───── Records for this exercise ─────

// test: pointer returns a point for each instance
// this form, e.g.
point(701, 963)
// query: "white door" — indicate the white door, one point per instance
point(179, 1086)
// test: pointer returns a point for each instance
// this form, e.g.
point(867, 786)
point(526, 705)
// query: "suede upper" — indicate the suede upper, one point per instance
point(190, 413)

─────

Return each line of the data exactly as it was given.

// test: pointer returns a point for each instance
// this form, e.g.
point(701, 963)
// query: "white door" — indicate the white door, one point per instance
point(179, 1086)
// test: pointer returns a point for each instance
// this form, e.g.
point(867, 786)
point(526, 705)
// query: "suede upper" — indicate the suede upper, one point per instance
point(190, 413)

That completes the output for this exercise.